→ TASK BRIEF
The required output is the line containing "Would you be able to mark the wheel" followed by every later line through the end of the data, all reproduced exactly.

[Referring expression pointing data]
========================================================================

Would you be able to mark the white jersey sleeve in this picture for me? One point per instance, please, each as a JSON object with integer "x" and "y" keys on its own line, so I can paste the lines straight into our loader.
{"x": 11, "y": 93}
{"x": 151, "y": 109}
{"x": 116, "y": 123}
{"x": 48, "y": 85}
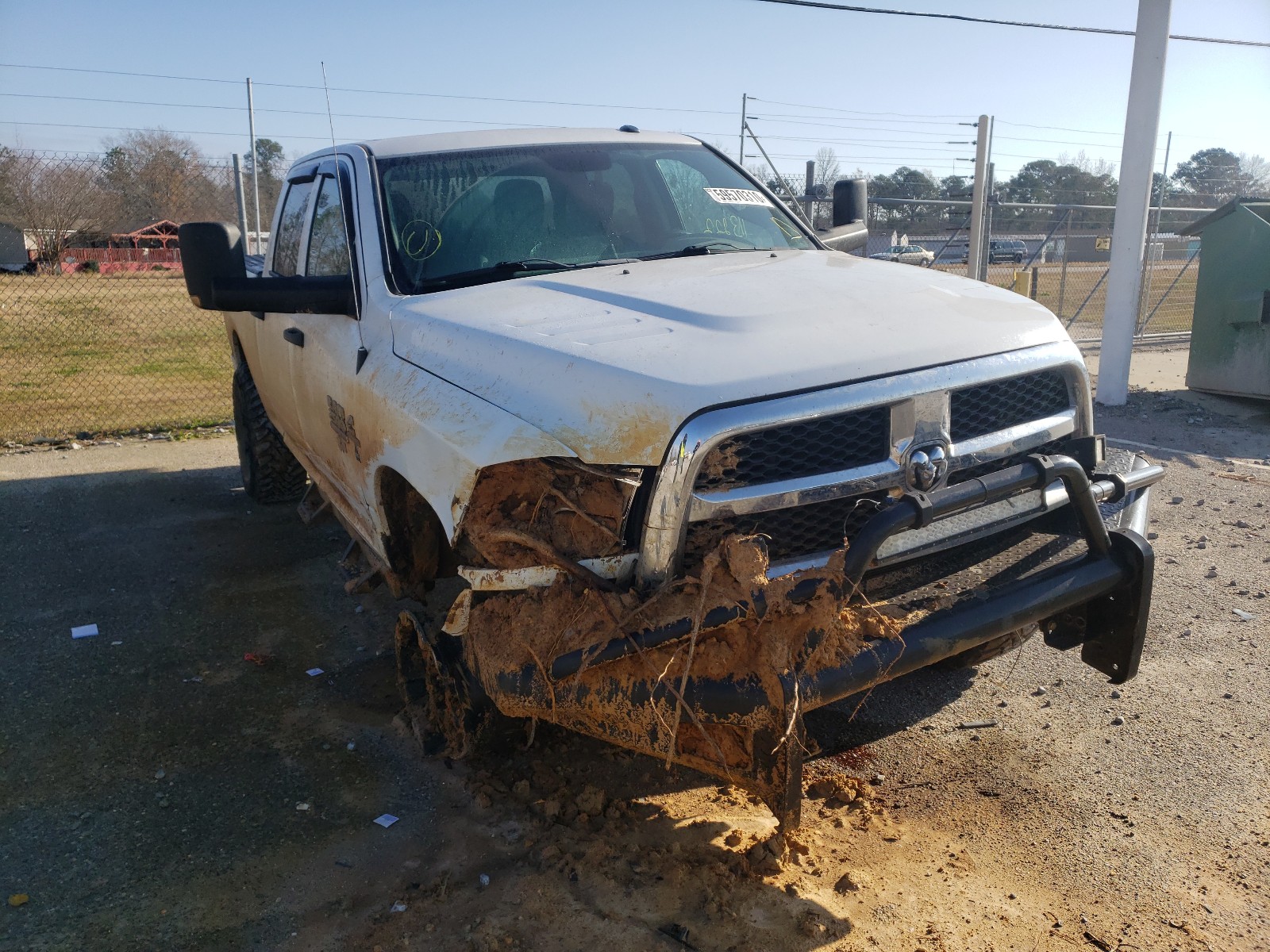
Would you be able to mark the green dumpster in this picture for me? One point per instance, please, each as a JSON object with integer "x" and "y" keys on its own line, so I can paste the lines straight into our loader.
{"x": 1231, "y": 329}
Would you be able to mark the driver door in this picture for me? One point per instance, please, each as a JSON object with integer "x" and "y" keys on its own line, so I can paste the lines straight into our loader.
{"x": 337, "y": 413}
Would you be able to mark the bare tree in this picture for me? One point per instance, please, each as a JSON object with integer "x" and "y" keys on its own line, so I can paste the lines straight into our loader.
{"x": 827, "y": 168}
{"x": 1257, "y": 171}
{"x": 54, "y": 200}
{"x": 156, "y": 175}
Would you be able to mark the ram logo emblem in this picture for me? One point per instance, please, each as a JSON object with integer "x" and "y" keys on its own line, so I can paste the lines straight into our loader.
{"x": 927, "y": 466}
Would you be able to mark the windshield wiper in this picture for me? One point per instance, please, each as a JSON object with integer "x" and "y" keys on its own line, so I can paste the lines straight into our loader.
{"x": 510, "y": 270}
{"x": 704, "y": 248}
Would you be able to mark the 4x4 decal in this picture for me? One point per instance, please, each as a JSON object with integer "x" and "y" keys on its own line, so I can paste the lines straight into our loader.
{"x": 343, "y": 427}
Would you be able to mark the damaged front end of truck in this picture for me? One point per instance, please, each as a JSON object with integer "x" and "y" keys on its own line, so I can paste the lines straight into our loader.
{"x": 679, "y": 613}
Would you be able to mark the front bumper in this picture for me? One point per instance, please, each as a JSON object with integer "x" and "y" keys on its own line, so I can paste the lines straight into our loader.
{"x": 746, "y": 725}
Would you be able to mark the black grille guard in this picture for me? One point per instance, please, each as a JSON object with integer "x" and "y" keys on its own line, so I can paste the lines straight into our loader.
{"x": 1099, "y": 601}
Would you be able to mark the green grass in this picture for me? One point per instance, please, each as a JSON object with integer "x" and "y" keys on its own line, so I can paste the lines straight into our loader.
{"x": 88, "y": 352}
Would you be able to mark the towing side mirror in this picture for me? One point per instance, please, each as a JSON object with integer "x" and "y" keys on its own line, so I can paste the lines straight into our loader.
{"x": 850, "y": 230}
{"x": 216, "y": 278}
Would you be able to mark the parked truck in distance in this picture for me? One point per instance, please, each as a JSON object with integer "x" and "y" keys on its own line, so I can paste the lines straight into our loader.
{"x": 698, "y": 471}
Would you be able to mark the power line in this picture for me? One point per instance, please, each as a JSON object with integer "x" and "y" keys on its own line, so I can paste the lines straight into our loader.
{"x": 137, "y": 129}
{"x": 374, "y": 92}
{"x": 768, "y": 117}
{"x": 963, "y": 18}
{"x": 914, "y": 117}
{"x": 286, "y": 112}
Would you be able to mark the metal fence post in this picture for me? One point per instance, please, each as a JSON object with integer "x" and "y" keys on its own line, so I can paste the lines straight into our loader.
{"x": 978, "y": 198}
{"x": 238, "y": 196}
{"x": 1067, "y": 251}
{"x": 808, "y": 202}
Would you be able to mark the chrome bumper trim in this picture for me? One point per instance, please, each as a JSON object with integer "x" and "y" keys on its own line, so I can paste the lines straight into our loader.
{"x": 920, "y": 413}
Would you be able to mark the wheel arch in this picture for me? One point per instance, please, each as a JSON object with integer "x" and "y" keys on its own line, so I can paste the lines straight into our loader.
{"x": 413, "y": 536}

========================================================================

→ TASK ANSWER
Would you be able to mark the wheel arch in this picture for me? One point per instance, please, each as a JSON object with integer "x" and "y" keys on its own line, so I can paste the lines straight into our loader.
{"x": 413, "y": 536}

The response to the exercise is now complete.